• **Page excerpt**:
Periodic Reporting for period 4 - REAL (Rights and Egalitarianism)

Reporting period: 2024-03-01 to 2025-02-28

As global economic inequality has been steadily rising in the recent past, activists, economists, epidemiologists, and philosophers have highlighted different problematic aspects of an increasingly unequal distribution of wealth and have called for measures to reduce inequality. However, debates about inequality rarely make reference to human rights and conversely, the human rights movement is poorly equipped to deal with questions of distributive justice. This is partly because the kind of rights enshrined in international documents are either civil and political rights or socio-economics rights that only envisage the relief of poverty rather than the elimination of inequality.
This is not just a historical accident; a rift between individual moral rights and egalitarian justice is well entrenched in the philosophical literature as well. Theories that take rights seriously either neglect the distributive question, are explicitly inegalitarian, or suggest that egalitarian redistribution may infringe on individual rights. Egalitarian theories of justice—i.e. theories that propose an equal distribution of some overall good, such as welfare—are often silent about rights. Egalitarianism and rights thus appear to be in tension with each other.

• **Short problem 1**:
According to the report excerpt, what do the socio-economic rights in international documents envisage?
The report excerpt and the listing come from unrelated sources.

• **Given records**:

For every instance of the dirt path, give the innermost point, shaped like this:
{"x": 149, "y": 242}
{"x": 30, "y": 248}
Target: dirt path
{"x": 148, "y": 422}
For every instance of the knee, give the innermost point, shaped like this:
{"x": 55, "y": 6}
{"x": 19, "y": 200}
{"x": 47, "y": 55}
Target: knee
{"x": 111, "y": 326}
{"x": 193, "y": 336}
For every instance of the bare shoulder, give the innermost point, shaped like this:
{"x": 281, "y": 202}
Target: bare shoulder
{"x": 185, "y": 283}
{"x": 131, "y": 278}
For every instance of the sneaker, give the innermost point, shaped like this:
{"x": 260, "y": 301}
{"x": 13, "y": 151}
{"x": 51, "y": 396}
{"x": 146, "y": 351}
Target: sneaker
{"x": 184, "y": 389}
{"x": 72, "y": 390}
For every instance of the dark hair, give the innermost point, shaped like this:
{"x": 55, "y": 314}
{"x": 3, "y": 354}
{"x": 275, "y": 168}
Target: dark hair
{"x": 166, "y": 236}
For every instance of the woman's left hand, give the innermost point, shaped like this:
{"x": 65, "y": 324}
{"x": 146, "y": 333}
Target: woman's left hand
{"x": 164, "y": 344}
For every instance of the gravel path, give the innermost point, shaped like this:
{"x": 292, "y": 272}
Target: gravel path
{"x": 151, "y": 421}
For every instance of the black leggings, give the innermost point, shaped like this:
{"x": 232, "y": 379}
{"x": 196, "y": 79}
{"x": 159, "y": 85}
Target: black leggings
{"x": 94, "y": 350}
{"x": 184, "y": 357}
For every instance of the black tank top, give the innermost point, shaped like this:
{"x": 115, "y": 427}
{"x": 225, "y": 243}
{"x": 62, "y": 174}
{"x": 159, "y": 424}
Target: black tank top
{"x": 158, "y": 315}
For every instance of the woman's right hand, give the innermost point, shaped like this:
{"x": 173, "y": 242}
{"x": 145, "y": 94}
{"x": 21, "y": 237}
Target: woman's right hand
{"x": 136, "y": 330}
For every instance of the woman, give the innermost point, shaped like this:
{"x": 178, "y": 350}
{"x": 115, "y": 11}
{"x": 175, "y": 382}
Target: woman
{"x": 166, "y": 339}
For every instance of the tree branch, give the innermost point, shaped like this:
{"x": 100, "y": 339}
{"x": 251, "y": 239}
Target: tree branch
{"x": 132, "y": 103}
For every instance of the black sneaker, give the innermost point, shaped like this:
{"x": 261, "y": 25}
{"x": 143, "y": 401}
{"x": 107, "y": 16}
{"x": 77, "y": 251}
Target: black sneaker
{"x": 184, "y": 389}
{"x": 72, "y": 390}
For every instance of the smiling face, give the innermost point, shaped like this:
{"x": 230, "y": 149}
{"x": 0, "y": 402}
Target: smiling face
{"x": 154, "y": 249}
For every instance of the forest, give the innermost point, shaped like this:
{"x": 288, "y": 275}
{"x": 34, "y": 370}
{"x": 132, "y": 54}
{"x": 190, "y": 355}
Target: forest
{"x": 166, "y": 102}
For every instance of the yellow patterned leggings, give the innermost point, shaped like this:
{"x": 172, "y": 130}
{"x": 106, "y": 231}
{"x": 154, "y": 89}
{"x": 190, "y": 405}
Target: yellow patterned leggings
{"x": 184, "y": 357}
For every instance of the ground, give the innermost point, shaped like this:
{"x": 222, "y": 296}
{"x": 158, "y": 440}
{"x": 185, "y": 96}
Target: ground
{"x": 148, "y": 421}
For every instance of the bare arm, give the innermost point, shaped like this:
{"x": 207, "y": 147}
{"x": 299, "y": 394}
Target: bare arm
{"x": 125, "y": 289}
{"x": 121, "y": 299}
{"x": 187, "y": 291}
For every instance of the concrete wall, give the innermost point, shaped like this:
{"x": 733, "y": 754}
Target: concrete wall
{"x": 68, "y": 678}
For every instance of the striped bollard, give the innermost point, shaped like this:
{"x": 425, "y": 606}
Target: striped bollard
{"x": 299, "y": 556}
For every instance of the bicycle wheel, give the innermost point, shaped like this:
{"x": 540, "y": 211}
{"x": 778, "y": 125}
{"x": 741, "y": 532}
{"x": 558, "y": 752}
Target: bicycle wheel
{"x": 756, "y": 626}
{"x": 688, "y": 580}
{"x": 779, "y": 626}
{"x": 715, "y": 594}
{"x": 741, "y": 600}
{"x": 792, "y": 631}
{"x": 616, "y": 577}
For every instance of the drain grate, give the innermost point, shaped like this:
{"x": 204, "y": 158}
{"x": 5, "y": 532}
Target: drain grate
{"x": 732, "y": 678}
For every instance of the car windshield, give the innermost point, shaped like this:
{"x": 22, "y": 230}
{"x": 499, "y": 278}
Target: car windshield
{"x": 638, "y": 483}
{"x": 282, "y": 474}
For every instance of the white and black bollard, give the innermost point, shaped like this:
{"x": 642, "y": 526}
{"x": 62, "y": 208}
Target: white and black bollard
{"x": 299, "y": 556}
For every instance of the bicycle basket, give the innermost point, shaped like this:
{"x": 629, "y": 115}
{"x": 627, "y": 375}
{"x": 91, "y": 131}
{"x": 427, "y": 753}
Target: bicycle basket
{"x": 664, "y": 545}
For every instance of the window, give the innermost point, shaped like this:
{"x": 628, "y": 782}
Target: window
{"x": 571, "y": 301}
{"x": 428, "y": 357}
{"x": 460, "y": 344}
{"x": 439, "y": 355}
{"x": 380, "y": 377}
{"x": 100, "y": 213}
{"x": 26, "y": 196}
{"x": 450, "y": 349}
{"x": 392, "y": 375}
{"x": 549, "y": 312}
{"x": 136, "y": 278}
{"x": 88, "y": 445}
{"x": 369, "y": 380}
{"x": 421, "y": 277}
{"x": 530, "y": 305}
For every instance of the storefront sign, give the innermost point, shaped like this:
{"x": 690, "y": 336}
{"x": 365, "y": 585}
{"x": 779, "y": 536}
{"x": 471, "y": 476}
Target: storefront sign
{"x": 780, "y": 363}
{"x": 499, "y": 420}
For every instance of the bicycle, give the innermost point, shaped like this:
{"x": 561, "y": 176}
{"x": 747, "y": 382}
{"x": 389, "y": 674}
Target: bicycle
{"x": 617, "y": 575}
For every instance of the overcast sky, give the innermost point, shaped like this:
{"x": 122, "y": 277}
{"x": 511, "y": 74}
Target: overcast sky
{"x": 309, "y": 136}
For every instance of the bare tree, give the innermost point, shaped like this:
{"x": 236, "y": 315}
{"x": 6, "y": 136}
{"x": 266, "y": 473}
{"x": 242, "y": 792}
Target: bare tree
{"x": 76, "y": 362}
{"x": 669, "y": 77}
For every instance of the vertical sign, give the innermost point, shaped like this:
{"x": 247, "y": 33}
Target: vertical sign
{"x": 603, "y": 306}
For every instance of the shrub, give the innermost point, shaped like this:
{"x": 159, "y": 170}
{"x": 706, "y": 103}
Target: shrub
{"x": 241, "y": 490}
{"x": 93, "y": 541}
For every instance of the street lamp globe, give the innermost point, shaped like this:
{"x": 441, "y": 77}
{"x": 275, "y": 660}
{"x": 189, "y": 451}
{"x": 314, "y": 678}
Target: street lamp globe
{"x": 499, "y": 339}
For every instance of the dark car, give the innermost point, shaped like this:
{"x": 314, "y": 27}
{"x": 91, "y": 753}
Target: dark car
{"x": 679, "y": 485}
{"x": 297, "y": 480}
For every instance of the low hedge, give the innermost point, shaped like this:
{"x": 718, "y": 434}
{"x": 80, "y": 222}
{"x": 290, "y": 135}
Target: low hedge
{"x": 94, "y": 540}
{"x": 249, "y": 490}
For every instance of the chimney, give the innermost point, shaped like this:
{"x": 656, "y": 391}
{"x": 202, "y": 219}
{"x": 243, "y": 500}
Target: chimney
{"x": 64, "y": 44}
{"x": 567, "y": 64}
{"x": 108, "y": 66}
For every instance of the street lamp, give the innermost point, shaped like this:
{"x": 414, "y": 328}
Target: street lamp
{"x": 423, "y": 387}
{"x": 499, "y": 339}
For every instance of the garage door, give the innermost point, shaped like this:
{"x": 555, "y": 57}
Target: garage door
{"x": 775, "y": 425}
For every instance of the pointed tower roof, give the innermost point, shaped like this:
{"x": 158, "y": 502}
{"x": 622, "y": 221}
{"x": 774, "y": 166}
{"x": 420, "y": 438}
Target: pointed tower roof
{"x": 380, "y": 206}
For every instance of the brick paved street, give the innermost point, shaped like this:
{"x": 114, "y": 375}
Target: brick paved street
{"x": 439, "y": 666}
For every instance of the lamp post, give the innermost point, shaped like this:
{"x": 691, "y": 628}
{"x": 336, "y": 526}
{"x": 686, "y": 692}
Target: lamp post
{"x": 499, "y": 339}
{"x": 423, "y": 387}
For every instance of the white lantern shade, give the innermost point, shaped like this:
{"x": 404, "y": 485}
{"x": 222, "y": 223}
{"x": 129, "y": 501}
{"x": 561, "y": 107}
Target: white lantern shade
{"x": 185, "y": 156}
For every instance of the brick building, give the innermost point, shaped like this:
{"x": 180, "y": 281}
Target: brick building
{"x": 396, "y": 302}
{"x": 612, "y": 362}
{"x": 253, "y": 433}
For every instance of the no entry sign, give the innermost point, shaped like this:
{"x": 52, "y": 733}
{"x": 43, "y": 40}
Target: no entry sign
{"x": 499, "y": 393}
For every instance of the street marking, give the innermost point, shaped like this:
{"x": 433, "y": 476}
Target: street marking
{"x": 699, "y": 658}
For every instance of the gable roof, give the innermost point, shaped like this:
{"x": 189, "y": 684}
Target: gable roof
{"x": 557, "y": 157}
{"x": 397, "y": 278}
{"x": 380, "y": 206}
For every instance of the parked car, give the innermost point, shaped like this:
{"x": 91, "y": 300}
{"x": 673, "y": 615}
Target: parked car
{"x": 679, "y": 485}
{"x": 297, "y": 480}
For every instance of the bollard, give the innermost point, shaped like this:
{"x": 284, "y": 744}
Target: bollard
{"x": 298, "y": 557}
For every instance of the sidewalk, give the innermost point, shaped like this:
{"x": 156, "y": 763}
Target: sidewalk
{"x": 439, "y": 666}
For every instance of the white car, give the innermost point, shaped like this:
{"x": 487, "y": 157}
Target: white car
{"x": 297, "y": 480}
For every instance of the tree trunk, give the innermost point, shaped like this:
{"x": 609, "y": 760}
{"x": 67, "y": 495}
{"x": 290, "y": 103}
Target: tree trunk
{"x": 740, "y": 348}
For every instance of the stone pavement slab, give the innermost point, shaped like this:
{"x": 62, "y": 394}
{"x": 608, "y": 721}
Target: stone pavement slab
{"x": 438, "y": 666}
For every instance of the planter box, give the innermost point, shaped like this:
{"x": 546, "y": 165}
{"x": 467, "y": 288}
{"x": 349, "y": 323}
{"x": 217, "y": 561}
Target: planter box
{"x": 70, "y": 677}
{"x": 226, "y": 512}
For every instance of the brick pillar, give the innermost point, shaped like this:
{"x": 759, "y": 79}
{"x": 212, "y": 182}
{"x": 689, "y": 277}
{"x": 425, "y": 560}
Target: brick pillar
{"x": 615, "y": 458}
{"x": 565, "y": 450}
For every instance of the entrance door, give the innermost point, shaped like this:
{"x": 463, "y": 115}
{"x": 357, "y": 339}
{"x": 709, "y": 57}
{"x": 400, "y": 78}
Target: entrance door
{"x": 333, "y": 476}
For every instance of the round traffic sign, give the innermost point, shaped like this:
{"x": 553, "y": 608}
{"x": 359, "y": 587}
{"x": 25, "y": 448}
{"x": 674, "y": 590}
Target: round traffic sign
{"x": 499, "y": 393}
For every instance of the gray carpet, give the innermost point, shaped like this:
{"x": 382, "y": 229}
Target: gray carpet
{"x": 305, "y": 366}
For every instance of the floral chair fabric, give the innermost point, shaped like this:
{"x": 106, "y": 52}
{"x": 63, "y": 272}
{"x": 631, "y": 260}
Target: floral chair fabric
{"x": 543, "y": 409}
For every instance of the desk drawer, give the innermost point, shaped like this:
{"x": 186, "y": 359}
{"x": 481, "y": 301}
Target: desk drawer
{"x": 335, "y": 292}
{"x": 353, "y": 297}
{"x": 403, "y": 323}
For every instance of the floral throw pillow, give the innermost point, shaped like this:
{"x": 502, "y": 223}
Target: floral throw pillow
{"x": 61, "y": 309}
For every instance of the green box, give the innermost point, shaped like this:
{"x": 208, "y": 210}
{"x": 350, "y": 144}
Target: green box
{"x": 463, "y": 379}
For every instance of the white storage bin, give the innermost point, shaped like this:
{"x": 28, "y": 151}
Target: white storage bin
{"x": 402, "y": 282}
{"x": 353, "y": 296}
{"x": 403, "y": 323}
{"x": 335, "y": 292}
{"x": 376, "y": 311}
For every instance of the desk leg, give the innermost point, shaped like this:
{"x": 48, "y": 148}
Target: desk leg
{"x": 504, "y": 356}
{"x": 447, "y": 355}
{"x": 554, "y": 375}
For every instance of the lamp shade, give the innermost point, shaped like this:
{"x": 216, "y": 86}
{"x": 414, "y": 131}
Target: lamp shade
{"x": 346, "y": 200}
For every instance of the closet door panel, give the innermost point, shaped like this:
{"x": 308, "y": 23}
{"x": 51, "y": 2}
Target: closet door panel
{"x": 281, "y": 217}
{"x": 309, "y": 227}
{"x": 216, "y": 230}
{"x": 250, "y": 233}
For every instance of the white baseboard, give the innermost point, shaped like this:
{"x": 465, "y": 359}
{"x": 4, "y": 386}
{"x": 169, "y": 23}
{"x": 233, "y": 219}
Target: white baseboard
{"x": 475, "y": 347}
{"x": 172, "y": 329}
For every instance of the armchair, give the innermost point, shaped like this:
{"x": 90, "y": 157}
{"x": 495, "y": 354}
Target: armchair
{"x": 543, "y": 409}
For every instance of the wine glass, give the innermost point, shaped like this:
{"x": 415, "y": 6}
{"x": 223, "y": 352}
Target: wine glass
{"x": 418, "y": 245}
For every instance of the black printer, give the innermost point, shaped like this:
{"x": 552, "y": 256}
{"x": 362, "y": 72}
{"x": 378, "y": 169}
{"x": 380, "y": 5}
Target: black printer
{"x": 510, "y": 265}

• **Short problem 2**:
Please extract every line of the listing that contains the string "overcast".

• **Correct output 1**:
Only the relief of poverty rather than the elimination of inequality.

• **Correct output 2**:
For every instance of the overcast sky, give the innermost point, shaped like this:
Target: overcast sky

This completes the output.